** Opening RECORDS SUPPLIED block **

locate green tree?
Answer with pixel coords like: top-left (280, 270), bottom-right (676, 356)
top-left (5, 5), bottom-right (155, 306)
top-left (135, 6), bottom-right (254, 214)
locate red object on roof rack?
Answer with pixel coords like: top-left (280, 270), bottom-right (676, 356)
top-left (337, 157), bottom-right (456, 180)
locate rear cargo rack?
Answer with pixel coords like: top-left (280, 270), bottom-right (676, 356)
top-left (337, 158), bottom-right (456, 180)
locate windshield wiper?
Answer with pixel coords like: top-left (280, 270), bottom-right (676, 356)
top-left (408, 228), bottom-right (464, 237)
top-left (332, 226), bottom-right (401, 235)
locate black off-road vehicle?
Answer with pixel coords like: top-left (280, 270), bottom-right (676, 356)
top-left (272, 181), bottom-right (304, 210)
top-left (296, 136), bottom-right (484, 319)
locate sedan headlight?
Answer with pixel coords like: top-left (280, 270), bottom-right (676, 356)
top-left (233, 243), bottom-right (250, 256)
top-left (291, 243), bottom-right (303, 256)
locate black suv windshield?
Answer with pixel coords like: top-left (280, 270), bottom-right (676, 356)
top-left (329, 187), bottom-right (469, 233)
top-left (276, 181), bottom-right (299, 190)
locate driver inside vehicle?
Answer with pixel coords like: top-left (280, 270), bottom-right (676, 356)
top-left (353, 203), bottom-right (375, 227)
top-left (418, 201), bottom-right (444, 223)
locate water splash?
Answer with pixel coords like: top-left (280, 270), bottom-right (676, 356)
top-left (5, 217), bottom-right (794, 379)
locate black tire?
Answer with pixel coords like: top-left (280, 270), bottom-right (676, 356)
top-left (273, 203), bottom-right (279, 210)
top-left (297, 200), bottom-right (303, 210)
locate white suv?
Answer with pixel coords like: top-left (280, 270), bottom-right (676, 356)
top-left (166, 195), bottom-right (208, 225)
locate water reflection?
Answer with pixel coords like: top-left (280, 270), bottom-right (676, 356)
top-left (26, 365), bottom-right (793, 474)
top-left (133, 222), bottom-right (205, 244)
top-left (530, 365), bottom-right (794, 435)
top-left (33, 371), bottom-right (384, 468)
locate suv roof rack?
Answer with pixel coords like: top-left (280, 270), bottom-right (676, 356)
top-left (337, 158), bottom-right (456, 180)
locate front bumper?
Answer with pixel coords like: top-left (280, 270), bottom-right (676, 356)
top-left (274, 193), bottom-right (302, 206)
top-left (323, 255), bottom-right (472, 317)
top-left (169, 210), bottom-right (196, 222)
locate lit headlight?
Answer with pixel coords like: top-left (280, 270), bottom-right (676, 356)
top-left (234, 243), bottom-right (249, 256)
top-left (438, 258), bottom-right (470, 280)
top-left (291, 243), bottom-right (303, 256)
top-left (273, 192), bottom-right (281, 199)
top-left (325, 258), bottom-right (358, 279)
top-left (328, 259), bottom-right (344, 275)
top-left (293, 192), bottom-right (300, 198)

** Closing RECORDS SUPPLIED block **
** Opening RECORDS SUPPLIED block **

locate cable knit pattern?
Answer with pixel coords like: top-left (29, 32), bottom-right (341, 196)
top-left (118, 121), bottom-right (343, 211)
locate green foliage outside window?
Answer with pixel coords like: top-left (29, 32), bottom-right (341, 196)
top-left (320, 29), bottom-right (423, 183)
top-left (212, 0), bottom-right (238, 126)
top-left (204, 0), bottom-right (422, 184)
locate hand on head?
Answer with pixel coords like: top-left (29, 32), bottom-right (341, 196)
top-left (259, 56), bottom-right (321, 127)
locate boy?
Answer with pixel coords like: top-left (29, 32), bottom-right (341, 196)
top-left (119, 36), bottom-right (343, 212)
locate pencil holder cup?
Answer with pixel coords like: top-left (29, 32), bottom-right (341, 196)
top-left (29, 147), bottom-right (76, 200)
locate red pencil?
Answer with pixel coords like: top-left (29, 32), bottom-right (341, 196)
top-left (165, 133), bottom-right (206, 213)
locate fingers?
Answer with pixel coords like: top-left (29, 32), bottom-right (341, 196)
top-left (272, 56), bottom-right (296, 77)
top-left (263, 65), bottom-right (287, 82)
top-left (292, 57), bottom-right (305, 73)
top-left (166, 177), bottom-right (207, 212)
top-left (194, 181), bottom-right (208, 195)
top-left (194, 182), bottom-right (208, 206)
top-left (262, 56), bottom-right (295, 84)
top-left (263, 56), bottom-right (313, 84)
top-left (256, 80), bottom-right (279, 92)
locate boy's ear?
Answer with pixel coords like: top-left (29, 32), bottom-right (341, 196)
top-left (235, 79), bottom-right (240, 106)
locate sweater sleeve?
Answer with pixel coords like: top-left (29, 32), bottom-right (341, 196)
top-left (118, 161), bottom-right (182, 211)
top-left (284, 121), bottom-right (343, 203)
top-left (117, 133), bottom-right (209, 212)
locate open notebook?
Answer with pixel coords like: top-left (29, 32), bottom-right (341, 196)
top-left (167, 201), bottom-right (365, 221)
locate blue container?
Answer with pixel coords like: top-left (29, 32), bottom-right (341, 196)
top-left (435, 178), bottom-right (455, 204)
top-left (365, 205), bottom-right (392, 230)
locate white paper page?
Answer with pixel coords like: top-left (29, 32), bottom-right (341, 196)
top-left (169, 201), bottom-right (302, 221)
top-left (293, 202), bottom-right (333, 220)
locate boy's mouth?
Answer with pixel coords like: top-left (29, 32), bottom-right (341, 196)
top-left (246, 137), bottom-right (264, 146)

** Closing RECORDS SUPPLIED block **

**GOAL OF THE EXERCISE**
Search the records above for "roof" and copy every line that has it.

**PROBLEM SOLUTION**
locate red object on roof rack?
locate suv roof rack?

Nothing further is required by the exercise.